* ABOUT THIS EXERCISE
Nothing but the exact lines from the one containing "Pin the arm" through the last line of the records below belongs in your answer.

(Dataset excerpts)

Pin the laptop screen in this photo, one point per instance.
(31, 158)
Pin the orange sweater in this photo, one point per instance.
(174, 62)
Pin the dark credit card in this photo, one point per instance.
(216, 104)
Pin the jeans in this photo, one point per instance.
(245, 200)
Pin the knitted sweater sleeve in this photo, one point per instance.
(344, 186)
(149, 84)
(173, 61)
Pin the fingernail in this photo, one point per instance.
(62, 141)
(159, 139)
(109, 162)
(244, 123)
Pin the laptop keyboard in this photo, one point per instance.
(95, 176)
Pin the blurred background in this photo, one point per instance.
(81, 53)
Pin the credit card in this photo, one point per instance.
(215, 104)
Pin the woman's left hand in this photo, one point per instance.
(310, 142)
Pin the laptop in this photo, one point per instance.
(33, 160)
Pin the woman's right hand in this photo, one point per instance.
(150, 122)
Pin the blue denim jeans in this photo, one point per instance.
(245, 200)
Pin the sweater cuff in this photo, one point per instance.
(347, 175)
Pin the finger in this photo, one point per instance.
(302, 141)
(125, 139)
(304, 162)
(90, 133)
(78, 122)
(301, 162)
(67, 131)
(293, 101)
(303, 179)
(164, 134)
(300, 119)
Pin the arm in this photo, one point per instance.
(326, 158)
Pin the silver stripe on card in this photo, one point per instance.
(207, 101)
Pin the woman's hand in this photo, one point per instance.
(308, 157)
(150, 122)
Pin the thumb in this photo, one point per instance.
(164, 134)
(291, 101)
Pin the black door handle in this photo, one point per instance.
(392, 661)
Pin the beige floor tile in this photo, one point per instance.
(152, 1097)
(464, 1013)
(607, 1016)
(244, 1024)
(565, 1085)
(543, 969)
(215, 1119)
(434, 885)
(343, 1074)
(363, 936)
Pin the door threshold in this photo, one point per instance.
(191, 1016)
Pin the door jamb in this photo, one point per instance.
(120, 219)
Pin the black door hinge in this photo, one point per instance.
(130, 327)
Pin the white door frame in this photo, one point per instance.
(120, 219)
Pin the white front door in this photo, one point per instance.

* FINISHED EXERCISE
Pin the arm in this photo, one point per instance.
(326, 158)
Pin the silver stripe on card in this photo, one point per instance.
(207, 101)
Pin the woman's hand in this photo, one point per instance.
(308, 157)
(150, 122)
Pin the thumb in this photo, one point per instance.
(164, 134)
(291, 101)
Pin the black door handle in this photo, one point per instance.
(392, 661)
Pin the beige floor tile in this photo, one point per instance.
(152, 1097)
(464, 1013)
(607, 1016)
(244, 1024)
(565, 1085)
(543, 969)
(215, 1119)
(434, 885)
(343, 1074)
(363, 936)
Pin the door threshold in this photo, one point per instance.
(191, 1016)
Pin the door jamb in this photo, one point per instance.
(120, 219)
Pin the black door hinge in this photo, one point per instance.
(130, 327)
Pin the white door frame in this photo, one point per instance.
(120, 219)
Pin the white front door in this photo, one point per instance.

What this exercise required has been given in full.